» **STATED TASK**: Every line must be returned precisely as it is written.

» **RECORDS FOR THE TASK**:
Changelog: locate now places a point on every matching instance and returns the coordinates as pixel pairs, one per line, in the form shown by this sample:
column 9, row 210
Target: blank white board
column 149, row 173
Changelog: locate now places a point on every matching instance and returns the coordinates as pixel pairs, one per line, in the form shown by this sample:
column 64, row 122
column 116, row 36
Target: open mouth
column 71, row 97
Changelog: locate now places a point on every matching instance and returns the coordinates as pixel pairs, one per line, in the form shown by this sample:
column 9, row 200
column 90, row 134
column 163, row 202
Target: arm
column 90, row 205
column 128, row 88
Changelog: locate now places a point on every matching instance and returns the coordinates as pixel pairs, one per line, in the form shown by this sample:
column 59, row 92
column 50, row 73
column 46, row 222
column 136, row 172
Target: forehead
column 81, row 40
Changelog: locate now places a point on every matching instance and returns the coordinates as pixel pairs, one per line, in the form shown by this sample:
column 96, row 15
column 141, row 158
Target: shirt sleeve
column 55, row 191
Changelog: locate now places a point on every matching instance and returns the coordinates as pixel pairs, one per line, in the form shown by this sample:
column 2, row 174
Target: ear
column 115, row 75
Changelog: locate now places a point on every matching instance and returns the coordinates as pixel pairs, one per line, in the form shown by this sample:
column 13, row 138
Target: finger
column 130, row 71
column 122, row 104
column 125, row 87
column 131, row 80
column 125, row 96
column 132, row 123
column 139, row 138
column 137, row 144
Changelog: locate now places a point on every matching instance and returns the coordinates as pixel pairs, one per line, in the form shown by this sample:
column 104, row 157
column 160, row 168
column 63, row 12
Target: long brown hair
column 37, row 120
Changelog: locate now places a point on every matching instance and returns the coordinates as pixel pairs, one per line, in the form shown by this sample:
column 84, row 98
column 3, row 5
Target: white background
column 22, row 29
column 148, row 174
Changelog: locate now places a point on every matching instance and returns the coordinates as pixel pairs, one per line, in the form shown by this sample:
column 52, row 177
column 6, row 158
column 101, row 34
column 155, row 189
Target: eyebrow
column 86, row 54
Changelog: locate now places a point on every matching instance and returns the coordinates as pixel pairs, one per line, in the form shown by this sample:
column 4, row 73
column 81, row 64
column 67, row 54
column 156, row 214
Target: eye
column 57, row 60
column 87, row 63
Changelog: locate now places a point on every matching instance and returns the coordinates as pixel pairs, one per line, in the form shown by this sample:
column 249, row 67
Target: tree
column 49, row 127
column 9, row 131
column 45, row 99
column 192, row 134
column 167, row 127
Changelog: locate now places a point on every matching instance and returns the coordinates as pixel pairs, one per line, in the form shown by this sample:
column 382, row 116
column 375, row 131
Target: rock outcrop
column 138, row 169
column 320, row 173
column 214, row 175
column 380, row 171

» **SOLUTION TO THE PROBLEM**:
Changelog: locate now places a point on every matching instance and returns the coordinates as pixel pairs, one per line, in the form shown by this sample:
column 9, row 210
Target: blank white board
column 149, row 173
Changelog: locate now places a point on every matching instance and returns the coordinates as pixel pairs, one per line, in the form shown by this sample:
column 64, row 122
column 116, row 36
Target: open mouth
column 71, row 97
Changelog: locate now places a point on every matching instance and returns the coordinates as pixel pairs, one per line, in the form shown by this sample:
column 9, row 200
column 90, row 134
column 163, row 202
Target: arm
column 90, row 205
column 128, row 88
Changelog: locate now places a point on every matching instance and returns the coordinates as pixel pairs, one per line, in the form shown by this sample:
column 59, row 92
column 50, row 73
column 46, row 222
column 136, row 172
Target: forehead
column 81, row 40
Changelog: locate now places a point on every matching instance and returns the coordinates as pixel pairs, one per line, in the form shown by this sample:
column 96, row 15
column 141, row 158
Target: shirt sleeve
column 55, row 191
Changelog: locate now places a point on every matching instance and returns the coordinates as pixel pairs, one per line, in the form shown by this sample:
column 2, row 174
Target: ear
column 115, row 75
Changelog: locate now places a point on every matching instance and returns the coordinates as pixel pairs, one per line, in the form shown by this sample:
column 13, row 138
Target: finger
column 130, row 71
column 122, row 104
column 125, row 87
column 131, row 80
column 125, row 96
column 132, row 123
column 139, row 138
column 137, row 144
Changelog: locate now places a point on every matching instance and returns the coordinates as pixel pairs, one per line, in the form shown by this sample:
column 104, row 157
column 160, row 168
column 63, row 12
Target: long brown hair
column 37, row 120
Changelog: locate now places a point on every matching instance and returns the coordinates as pixel pairs, one per line, in the form shown by this sample:
column 84, row 98
column 3, row 5
Target: white background
column 22, row 29
column 148, row 174
Changelog: locate now places a point on every matching instance and returns the coordinates as pixel pairs, one per line, in the form shown by this sample:
column 52, row 177
column 6, row 158
column 101, row 34
column 155, row 189
Target: eyebrow
column 86, row 54
Changelog: locate now places a point on every matching instance and returns the coordinates as pixel pairs, one per line, in the form shown by this sample:
column 4, row 73
column 81, row 64
column 67, row 54
column 156, row 214
Target: eye
column 57, row 60
column 87, row 63
Changelog: locate now places a point on every matching instance and returns the coordinates as pixel pairs, one per line, in the form shown by this sample:
column 249, row 67
Target: tree
column 49, row 127
column 9, row 131
column 45, row 99
column 192, row 134
column 167, row 127
Changelog: locate now places a point on every matching instance and returns the coordinates as pixel pairs, one per line, in the form shown by this sample:
column 382, row 116
column 375, row 131
Target: rock outcrop
column 138, row 169
column 320, row 173
column 214, row 175
column 380, row 171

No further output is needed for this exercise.